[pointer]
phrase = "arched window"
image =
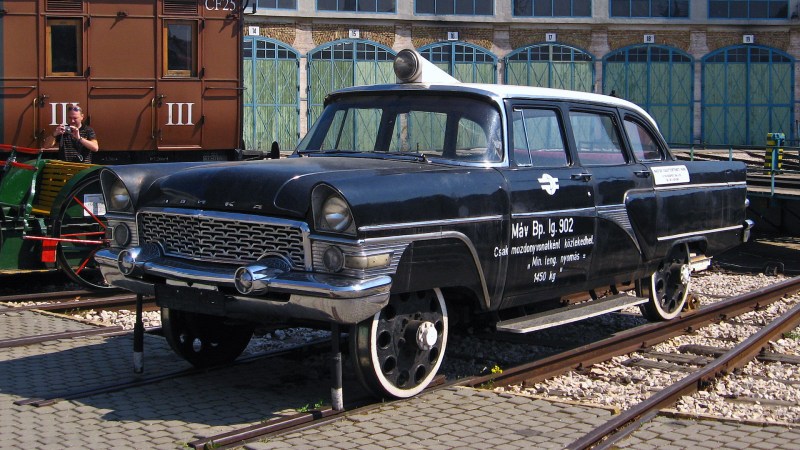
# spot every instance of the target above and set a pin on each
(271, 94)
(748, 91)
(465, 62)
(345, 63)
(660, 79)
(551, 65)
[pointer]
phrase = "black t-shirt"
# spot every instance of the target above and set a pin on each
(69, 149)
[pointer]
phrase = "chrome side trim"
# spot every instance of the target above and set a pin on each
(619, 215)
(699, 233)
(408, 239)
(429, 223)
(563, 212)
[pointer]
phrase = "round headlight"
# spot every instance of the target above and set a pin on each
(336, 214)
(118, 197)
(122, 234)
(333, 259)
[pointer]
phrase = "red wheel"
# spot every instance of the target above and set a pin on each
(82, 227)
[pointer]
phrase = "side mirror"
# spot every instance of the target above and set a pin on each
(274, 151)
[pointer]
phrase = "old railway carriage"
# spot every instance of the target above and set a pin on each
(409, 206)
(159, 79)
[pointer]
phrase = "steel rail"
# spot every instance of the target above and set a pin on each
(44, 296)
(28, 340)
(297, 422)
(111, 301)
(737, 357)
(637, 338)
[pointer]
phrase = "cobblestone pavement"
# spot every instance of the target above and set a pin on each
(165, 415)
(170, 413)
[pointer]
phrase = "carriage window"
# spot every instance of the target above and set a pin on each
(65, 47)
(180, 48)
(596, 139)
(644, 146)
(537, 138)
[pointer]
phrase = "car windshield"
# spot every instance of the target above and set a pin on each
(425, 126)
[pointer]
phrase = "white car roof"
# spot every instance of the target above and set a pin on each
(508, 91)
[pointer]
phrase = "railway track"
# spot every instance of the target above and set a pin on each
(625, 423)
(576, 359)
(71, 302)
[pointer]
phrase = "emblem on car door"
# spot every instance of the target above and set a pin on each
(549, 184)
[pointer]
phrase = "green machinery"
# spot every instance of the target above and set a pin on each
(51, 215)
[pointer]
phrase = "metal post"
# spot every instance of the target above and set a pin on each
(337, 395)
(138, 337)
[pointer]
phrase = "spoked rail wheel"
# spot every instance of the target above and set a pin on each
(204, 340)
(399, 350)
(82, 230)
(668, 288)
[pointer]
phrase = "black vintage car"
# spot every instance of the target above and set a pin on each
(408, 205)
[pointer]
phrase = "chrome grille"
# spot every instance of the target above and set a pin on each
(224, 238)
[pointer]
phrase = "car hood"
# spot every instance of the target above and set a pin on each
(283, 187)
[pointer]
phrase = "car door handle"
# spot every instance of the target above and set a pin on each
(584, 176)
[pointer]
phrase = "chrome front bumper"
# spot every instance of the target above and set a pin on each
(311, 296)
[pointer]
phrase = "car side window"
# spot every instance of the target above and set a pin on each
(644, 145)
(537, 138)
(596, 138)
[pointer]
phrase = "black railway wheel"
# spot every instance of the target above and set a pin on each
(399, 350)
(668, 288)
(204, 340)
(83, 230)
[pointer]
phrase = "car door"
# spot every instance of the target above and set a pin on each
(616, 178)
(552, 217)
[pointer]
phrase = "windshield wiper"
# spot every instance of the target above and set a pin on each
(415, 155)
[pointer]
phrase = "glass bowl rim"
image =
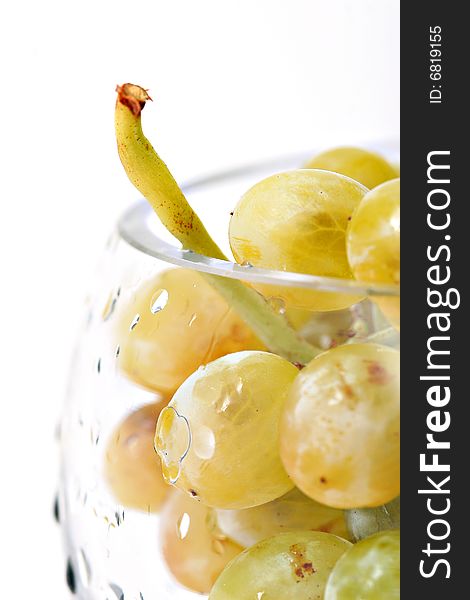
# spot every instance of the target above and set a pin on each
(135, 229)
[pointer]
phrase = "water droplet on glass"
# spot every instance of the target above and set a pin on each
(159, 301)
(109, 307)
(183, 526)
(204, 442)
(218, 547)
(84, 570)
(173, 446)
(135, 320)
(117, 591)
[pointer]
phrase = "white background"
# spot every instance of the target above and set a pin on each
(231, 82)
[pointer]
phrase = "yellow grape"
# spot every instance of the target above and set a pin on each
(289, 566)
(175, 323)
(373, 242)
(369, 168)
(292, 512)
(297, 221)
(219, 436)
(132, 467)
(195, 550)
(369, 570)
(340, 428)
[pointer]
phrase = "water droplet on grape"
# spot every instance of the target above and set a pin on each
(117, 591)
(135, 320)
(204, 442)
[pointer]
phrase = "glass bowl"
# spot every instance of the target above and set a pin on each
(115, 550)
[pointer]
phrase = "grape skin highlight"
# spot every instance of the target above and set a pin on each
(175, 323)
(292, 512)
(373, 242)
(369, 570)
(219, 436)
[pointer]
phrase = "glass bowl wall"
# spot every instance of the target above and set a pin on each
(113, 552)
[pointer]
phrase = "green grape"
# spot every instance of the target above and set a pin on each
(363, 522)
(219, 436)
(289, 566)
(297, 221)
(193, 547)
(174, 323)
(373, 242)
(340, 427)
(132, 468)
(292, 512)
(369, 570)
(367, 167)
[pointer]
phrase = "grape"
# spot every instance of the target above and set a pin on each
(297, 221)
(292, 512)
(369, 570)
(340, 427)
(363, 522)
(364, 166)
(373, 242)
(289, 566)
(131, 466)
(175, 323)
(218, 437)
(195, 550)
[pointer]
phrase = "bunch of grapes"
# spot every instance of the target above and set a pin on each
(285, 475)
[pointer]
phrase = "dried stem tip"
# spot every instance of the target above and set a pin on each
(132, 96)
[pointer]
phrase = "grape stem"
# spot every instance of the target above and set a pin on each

WORK TO BE COMPLETED ▸
You are asked to output the records precisely as they appear, minus any pictures.

RESPONSE BOX ▸
[pointer]
phrase = "arched window"
image =
# spot every instance of the target above and set a pin on each
(271, 94)
(748, 91)
(465, 62)
(345, 63)
(660, 79)
(551, 65)
[pointer]
phrase = "black t-shirt"
# spot every instance of the target above and set a pin on each
(69, 149)
[pointer]
phrase = "chrome side trim"
# spot every instance of the target above and set a pin on each
(619, 215)
(699, 233)
(408, 239)
(429, 223)
(563, 212)
[pointer]
phrase = "round headlight"
# spot every instance of the target above and set a pin on each
(336, 214)
(118, 197)
(122, 234)
(333, 259)
[pointer]
phrase = "red wheel"
# spot every instance of the target above and set a pin on each
(82, 227)
[pointer]
phrase = "side mirror"
# spot every instance of the target above and set a pin on each
(274, 151)
[pointer]
phrase = "old railway carriage"
# spot every instance of the target above and set a pin on each
(409, 206)
(159, 79)
[pointer]
phrase = "steel rail"
# spot every instance of the target above and set a pin on each
(44, 296)
(28, 340)
(297, 422)
(111, 301)
(737, 357)
(637, 338)
[pointer]
phrase = "cobblestone pavement"
# spot every instance of the target above and set a pin on each
(165, 415)
(170, 413)
[pointer]
phrase = "carriage window"
# spot every instance of the target above and set a pin on each
(65, 47)
(180, 48)
(596, 139)
(644, 146)
(537, 138)
[pointer]
phrase = "car windshield"
# spot every instance of the target above and set a pin on each
(425, 126)
[pointer]
phrase = "white car roof"
# spot every instance of the target above and set a pin on each
(508, 91)
[pointer]
phrase = "railway track"
# spot every instance of the target above and set a pin on each
(625, 423)
(576, 359)
(71, 302)
[pointer]
phrase = "emblem on car door"
# spot every instance of the target above and set a pin on each
(549, 184)
[pointer]
phrase = "green machinery"
# spot every instance of the target above and set a pin on each
(51, 215)
[pointer]
phrase = "metal post"
# spot every instance of the target above and set a pin on each
(337, 395)
(138, 337)
[pointer]
phrase = "spoked rail wheel"
# spot every instance of the target above and set a pin on each
(204, 340)
(399, 350)
(82, 230)
(668, 288)
[pointer]
phrase = "black vintage car"
# spot every instance of the target above and set a pin on each
(408, 205)
[pointer]
phrase = "chrome grille"
# spot every instance of the target above and set a pin on each
(224, 238)
[pointer]
phrase = "car hood"
# spot every instance of the target above and set a pin on each
(283, 187)
[pointer]
phrase = "car door handle"
# spot every instance of the target above and set a pin on each
(584, 176)
[pointer]
phrase = "chrome front bumper"
# spot every instance of the target above and set a pin on each
(311, 296)
[pointer]
phrase = "car side window"
# spot every instance of the target above and set a pin on each
(644, 145)
(537, 138)
(596, 138)
[pointer]
phrase = "black railway wheel"
# spot every instance of the target above and set a pin on each
(399, 350)
(668, 288)
(204, 340)
(83, 230)
[pointer]
phrase = "car door"
# spot every instance of the target above and set a pin on each
(616, 178)
(552, 217)
[pointer]
phrase = "windshield wiper"
# spot every instance of the target above and set a pin on each
(415, 155)
[pointer]
phrase = "glass bowl rim"
image =
# spot every instance of the target above and set a pin on each
(135, 229)
[pointer]
phrase = "water droplet on glass"
# spot every instance of the target above and set a pin on each
(159, 301)
(109, 307)
(183, 526)
(204, 442)
(218, 547)
(84, 570)
(173, 446)
(135, 320)
(117, 591)
[pointer]
phrase = "white background"
# spot every instance of the target above and set a pin on each
(231, 82)
[pointer]
phrase = "yellow grape"
# spot every instance of the target above and set a pin on each
(289, 566)
(175, 323)
(373, 242)
(369, 168)
(292, 512)
(297, 221)
(219, 436)
(132, 467)
(195, 550)
(369, 570)
(340, 428)
[pointer]
phrase = "water droplet on grape"
# spot every instance of the target above and set a pin on each
(117, 591)
(135, 320)
(204, 442)
[pointer]
phrase = "glass bowl"
# spot every instance of the target above and set a pin on each
(115, 550)
[pointer]
phrase = "grape skin highlight"
# spot every instance of the target above and set a pin on each
(175, 323)
(292, 512)
(373, 242)
(369, 570)
(219, 436)
[pointer]
phrase = "glass bowl wall"
# spot every instance of the target above and set a pin on each
(113, 552)
[pointer]
phrase = "green grape"
# spot every instance of the target above and set a pin on each
(363, 522)
(219, 436)
(289, 566)
(297, 221)
(193, 547)
(174, 323)
(373, 242)
(340, 427)
(132, 468)
(292, 512)
(369, 570)
(367, 167)
[pointer]
phrase = "grape"
# spot every instance of the target above and set a pin on each
(297, 221)
(292, 512)
(369, 570)
(340, 427)
(363, 522)
(364, 166)
(373, 242)
(289, 566)
(131, 466)
(175, 323)
(218, 437)
(195, 550)
[pointer]
phrase = "bunch of grapes"
# spot every instance of the target above and set a pin on each
(285, 475)
[pointer]
phrase = "dried stem tip"
# spot every instance of the target above and set a pin on each
(132, 96)
[pointer]
phrase = "grape stem"
# spot every instance of the target above and set a pin on each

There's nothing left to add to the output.